Report every line in the items below that contains the word "boulder", copying each one in full. Case counts when matching.

[start of DATA EXCERPTS]

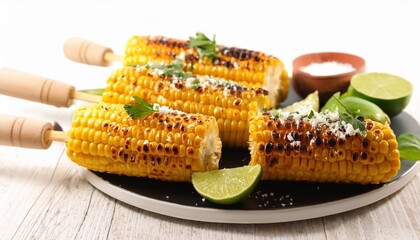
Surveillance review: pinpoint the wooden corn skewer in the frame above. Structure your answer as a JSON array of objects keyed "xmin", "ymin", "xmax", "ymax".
[
  {"xmin": 0, "ymin": 115, "xmax": 68, "ymax": 149},
  {"xmin": 64, "ymin": 38, "xmax": 124, "ymax": 67},
  {"xmin": 0, "ymin": 68, "xmax": 101, "ymax": 107}
]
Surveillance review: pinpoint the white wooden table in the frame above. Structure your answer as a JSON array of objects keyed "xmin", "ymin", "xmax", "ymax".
[{"xmin": 0, "ymin": 0, "xmax": 420, "ymax": 240}]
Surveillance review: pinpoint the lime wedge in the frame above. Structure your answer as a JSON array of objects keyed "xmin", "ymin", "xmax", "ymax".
[
  {"xmin": 348, "ymin": 72, "xmax": 413, "ymax": 117},
  {"xmin": 281, "ymin": 91, "xmax": 319, "ymax": 112},
  {"xmin": 192, "ymin": 164, "xmax": 262, "ymax": 204}
]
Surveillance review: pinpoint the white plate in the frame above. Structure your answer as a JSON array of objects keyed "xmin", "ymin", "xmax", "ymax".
[{"xmin": 80, "ymin": 87, "xmax": 420, "ymax": 224}]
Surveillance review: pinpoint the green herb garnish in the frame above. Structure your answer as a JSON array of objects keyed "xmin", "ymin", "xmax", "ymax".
[
  {"xmin": 397, "ymin": 133, "xmax": 420, "ymax": 160},
  {"xmin": 190, "ymin": 32, "xmax": 216, "ymax": 58},
  {"xmin": 146, "ymin": 59, "xmax": 191, "ymax": 79},
  {"xmin": 124, "ymin": 96, "xmax": 157, "ymax": 118}
]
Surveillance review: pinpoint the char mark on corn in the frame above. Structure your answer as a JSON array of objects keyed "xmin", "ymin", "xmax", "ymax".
[
  {"xmin": 103, "ymin": 67, "xmax": 269, "ymax": 148},
  {"xmin": 250, "ymin": 110, "xmax": 401, "ymax": 184}
]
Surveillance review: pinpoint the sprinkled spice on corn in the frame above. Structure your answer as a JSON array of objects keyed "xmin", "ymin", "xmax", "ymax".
[
  {"xmin": 67, "ymin": 103, "xmax": 222, "ymax": 181},
  {"xmin": 124, "ymin": 36, "xmax": 289, "ymax": 108},
  {"xmin": 250, "ymin": 109, "xmax": 400, "ymax": 184},
  {"xmin": 102, "ymin": 66, "xmax": 268, "ymax": 148}
]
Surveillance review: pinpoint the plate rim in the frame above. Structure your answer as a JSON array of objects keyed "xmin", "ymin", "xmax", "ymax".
[{"xmin": 79, "ymin": 160, "xmax": 420, "ymax": 224}]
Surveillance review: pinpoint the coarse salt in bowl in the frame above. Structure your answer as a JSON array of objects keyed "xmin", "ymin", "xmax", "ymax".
[{"xmin": 292, "ymin": 52, "xmax": 365, "ymax": 104}]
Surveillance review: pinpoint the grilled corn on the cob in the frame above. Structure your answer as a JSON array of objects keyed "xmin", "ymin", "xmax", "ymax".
[
  {"xmin": 124, "ymin": 36, "xmax": 289, "ymax": 108},
  {"xmin": 250, "ymin": 110, "xmax": 400, "ymax": 184},
  {"xmin": 102, "ymin": 66, "xmax": 268, "ymax": 148},
  {"xmin": 67, "ymin": 103, "xmax": 221, "ymax": 181}
]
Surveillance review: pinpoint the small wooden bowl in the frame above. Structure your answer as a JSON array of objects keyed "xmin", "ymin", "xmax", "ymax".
[{"xmin": 292, "ymin": 52, "xmax": 365, "ymax": 105}]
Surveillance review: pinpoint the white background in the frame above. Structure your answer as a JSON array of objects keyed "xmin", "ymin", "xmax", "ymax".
[{"xmin": 0, "ymin": 0, "xmax": 420, "ymax": 127}]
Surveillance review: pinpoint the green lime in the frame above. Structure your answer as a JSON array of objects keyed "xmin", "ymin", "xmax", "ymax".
[
  {"xmin": 192, "ymin": 164, "xmax": 262, "ymax": 204},
  {"xmin": 281, "ymin": 91, "xmax": 319, "ymax": 112},
  {"xmin": 348, "ymin": 72, "xmax": 413, "ymax": 117},
  {"xmin": 321, "ymin": 92, "xmax": 391, "ymax": 123}
]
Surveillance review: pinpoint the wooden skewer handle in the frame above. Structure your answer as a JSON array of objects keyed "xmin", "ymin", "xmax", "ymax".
[
  {"xmin": 64, "ymin": 38, "xmax": 113, "ymax": 67},
  {"xmin": 0, "ymin": 68, "xmax": 75, "ymax": 107},
  {"xmin": 0, "ymin": 115, "xmax": 53, "ymax": 149}
]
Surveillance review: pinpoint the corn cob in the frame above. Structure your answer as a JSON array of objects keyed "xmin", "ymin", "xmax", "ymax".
[
  {"xmin": 67, "ymin": 103, "xmax": 221, "ymax": 181},
  {"xmin": 102, "ymin": 67, "xmax": 268, "ymax": 148},
  {"xmin": 124, "ymin": 36, "xmax": 289, "ymax": 108},
  {"xmin": 250, "ymin": 110, "xmax": 400, "ymax": 184}
]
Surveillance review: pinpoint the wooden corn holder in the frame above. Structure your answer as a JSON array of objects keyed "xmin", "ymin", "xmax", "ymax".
[
  {"xmin": 63, "ymin": 38, "xmax": 123, "ymax": 67},
  {"xmin": 0, "ymin": 68, "xmax": 101, "ymax": 107},
  {"xmin": 0, "ymin": 115, "xmax": 67, "ymax": 149}
]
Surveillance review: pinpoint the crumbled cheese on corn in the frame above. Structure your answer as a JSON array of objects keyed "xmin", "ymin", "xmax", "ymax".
[
  {"xmin": 270, "ymin": 109, "xmax": 361, "ymax": 139},
  {"xmin": 300, "ymin": 61, "xmax": 354, "ymax": 76}
]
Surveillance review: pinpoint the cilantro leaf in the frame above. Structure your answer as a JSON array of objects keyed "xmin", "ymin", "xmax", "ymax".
[
  {"xmin": 333, "ymin": 94, "xmax": 366, "ymax": 136},
  {"xmin": 190, "ymin": 32, "xmax": 216, "ymax": 58},
  {"xmin": 124, "ymin": 96, "xmax": 156, "ymax": 118},
  {"xmin": 397, "ymin": 133, "xmax": 420, "ymax": 161}
]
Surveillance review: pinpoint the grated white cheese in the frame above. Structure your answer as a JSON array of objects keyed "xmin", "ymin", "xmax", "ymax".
[
  {"xmin": 270, "ymin": 110, "xmax": 361, "ymax": 139},
  {"xmin": 300, "ymin": 61, "xmax": 354, "ymax": 76},
  {"xmin": 153, "ymin": 103, "xmax": 184, "ymax": 114}
]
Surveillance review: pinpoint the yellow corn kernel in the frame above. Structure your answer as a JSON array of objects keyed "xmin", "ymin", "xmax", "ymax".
[
  {"xmin": 124, "ymin": 36, "xmax": 289, "ymax": 107},
  {"xmin": 249, "ymin": 113, "xmax": 400, "ymax": 184},
  {"xmin": 101, "ymin": 67, "xmax": 269, "ymax": 148}
]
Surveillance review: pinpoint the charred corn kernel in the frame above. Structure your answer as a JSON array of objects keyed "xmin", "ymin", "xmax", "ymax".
[
  {"xmin": 124, "ymin": 36, "xmax": 289, "ymax": 107},
  {"xmin": 103, "ymin": 67, "xmax": 268, "ymax": 148},
  {"xmin": 67, "ymin": 103, "xmax": 222, "ymax": 181},
  {"xmin": 249, "ymin": 112, "xmax": 400, "ymax": 184}
]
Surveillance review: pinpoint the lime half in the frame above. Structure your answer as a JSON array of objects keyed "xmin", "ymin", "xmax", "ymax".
[
  {"xmin": 348, "ymin": 72, "xmax": 413, "ymax": 117},
  {"xmin": 192, "ymin": 165, "xmax": 262, "ymax": 204}
]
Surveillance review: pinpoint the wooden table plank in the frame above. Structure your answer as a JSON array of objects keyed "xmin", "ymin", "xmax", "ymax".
[{"xmin": 0, "ymin": 144, "xmax": 64, "ymax": 239}]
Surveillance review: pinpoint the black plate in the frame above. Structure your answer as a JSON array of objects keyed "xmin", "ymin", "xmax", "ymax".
[{"xmin": 80, "ymin": 87, "xmax": 420, "ymax": 223}]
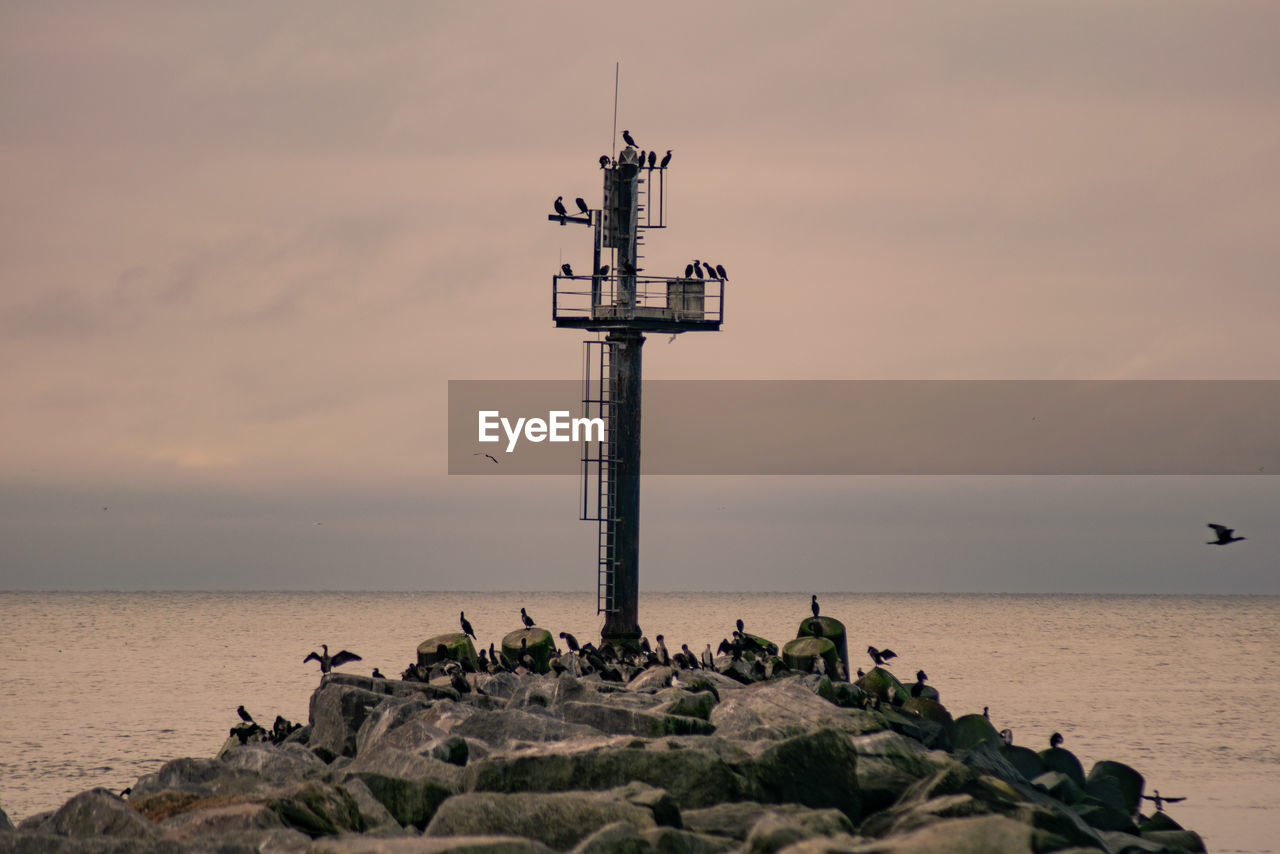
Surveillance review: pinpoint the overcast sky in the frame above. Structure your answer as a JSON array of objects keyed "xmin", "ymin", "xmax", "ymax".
[{"xmin": 0, "ymin": 0, "xmax": 1280, "ymax": 593}]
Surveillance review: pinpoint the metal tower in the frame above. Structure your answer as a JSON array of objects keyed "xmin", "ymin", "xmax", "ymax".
[{"xmin": 548, "ymin": 145, "xmax": 724, "ymax": 641}]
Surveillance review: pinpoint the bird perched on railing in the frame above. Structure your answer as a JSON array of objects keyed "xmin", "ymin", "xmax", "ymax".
[
  {"xmin": 1203, "ymin": 522, "xmax": 1248, "ymax": 545},
  {"xmin": 1143, "ymin": 789, "xmax": 1187, "ymax": 813},
  {"xmin": 302, "ymin": 644, "xmax": 360, "ymax": 673}
]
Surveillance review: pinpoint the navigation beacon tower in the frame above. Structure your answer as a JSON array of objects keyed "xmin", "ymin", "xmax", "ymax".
[{"xmin": 548, "ymin": 138, "xmax": 724, "ymax": 641}]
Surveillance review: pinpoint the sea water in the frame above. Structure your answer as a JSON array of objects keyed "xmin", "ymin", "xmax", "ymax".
[{"xmin": 0, "ymin": 590, "xmax": 1280, "ymax": 853}]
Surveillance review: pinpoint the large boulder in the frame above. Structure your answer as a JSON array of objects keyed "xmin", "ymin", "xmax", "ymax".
[
  {"xmin": 310, "ymin": 681, "xmax": 387, "ymax": 757},
  {"xmin": 159, "ymin": 803, "xmax": 285, "ymax": 845},
  {"xmin": 417, "ymin": 631, "xmax": 480, "ymax": 670},
  {"xmin": 782, "ymin": 636, "xmax": 841, "ymax": 679},
  {"xmin": 947, "ymin": 711, "xmax": 1005, "ymax": 750},
  {"xmin": 854, "ymin": 667, "xmax": 911, "ymax": 705},
  {"xmin": 502, "ymin": 626, "xmax": 556, "ymax": 673},
  {"xmin": 852, "ymin": 730, "xmax": 951, "ymax": 812},
  {"xmin": 218, "ymin": 741, "xmax": 326, "ymax": 782},
  {"xmin": 710, "ymin": 676, "xmax": 884, "ymax": 740},
  {"xmin": 42, "ymin": 789, "xmax": 160, "ymax": 840},
  {"xmin": 343, "ymin": 746, "xmax": 462, "ymax": 828},
  {"xmin": 426, "ymin": 791, "xmax": 657, "ymax": 850},
  {"xmin": 1084, "ymin": 759, "xmax": 1143, "ymax": 814},
  {"xmin": 1037, "ymin": 748, "xmax": 1084, "ymax": 789},
  {"xmin": 796, "ymin": 617, "xmax": 852, "ymax": 679}
]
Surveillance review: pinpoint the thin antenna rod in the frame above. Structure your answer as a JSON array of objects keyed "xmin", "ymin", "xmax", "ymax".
[{"xmin": 609, "ymin": 61, "xmax": 622, "ymax": 157}]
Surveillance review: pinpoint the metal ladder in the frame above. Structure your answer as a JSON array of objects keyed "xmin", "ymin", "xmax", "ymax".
[{"xmin": 581, "ymin": 341, "xmax": 617, "ymax": 613}]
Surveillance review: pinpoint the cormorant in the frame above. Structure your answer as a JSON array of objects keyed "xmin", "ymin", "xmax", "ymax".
[
  {"xmin": 1203, "ymin": 522, "xmax": 1248, "ymax": 545},
  {"xmin": 1143, "ymin": 789, "xmax": 1187, "ymax": 813},
  {"xmin": 867, "ymin": 647, "xmax": 897, "ymax": 667},
  {"xmin": 302, "ymin": 644, "xmax": 360, "ymax": 673}
]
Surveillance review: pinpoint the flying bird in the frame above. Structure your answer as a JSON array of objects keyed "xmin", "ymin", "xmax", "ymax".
[
  {"xmin": 1143, "ymin": 789, "xmax": 1187, "ymax": 813},
  {"xmin": 302, "ymin": 644, "xmax": 360, "ymax": 673},
  {"xmin": 867, "ymin": 647, "xmax": 897, "ymax": 667},
  {"xmin": 1203, "ymin": 522, "xmax": 1248, "ymax": 545}
]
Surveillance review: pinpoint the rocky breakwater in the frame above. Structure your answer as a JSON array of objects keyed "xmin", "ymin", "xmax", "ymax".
[{"xmin": 0, "ymin": 662, "xmax": 1203, "ymax": 854}]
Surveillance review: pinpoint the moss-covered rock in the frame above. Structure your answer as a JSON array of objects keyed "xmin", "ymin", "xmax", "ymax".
[
  {"xmin": 782, "ymin": 636, "xmax": 840, "ymax": 679},
  {"xmin": 796, "ymin": 617, "xmax": 852, "ymax": 677},
  {"xmin": 952, "ymin": 711, "xmax": 1005, "ymax": 750},
  {"xmin": 502, "ymin": 626, "xmax": 556, "ymax": 673},
  {"xmin": 417, "ymin": 631, "xmax": 480, "ymax": 670},
  {"xmin": 854, "ymin": 667, "xmax": 911, "ymax": 704},
  {"xmin": 1084, "ymin": 759, "xmax": 1143, "ymax": 814},
  {"xmin": 1037, "ymin": 748, "xmax": 1084, "ymax": 789}
]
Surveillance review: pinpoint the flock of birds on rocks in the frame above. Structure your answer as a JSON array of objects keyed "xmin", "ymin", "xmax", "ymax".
[{"xmin": 290, "ymin": 594, "xmax": 1187, "ymax": 812}]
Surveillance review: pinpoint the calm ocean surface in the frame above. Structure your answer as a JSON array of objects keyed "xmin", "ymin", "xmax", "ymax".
[{"xmin": 0, "ymin": 592, "xmax": 1280, "ymax": 853}]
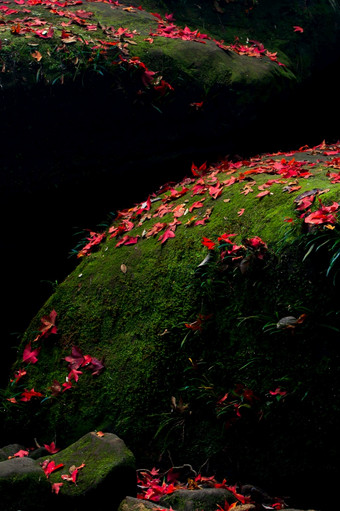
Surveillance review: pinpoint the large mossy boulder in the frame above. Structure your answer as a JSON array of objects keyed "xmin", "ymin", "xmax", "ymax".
[
  {"xmin": 0, "ymin": 432, "xmax": 136, "ymax": 511},
  {"xmin": 0, "ymin": 458, "xmax": 51, "ymax": 511},
  {"xmin": 43, "ymin": 432, "xmax": 136, "ymax": 510},
  {"xmin": 3, "ymin": 144, "xmax": 340, "ymax": 507},
  {"xmin": 0, "ymin": 0, "xmax": 339, "ymax": 388}
]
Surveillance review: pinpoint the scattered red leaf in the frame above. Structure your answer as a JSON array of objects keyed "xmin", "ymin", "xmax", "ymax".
[
  {"xmin": 44, "ymin": 442, "xmax": 60, "ymax": 454},
  {"xmin": 20, "ymin": 389, "xmax": 44, "ymax": 401},
  {"xmin": 202, "ymin": 237, "xmax": 216, "ymax": 250},
  {"xmin": 52, "ymin": 483, "xmax": 64, "ymax": 495},
  {"xmin": 22, "ymin": 342, "xmax": 40, "ymax": 364},
  {"xmin": 41, "ymin": 460, "xmax": 64, "ymax": 478}
]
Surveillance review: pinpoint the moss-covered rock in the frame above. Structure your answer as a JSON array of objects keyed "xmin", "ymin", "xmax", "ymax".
[
  {"xmin": 118, "ymin": 497, "xmax": 173, "ymax": 511},
  {"xmin": 160, "ymin": 488, "xmax": 237, "ymax": 511},
  {"xmin": 0, "ymin": 458, "xmax": 51, "ymax": 511},
  {"xmin": 3, "ymin": 141, "xmax": 340, "ymax": 505},
  {"xmin": 39, "ymin": 432, "xmax": 136, "ymax": 510}
]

[end of DATA EXCERPTS]

COMPLETED TASK =
Surveillance review: pinpoint the large boulder in the frame above. Structure your answer as a JSON array of objects keyed "xmin", "ymin", "xmax", "ymax".
Surveillance review: pinpoint the large mossy boulder in the frame above. Structure your answer as a JSON array of objects keyed "xmin", "ymin", "xmax", "ymax".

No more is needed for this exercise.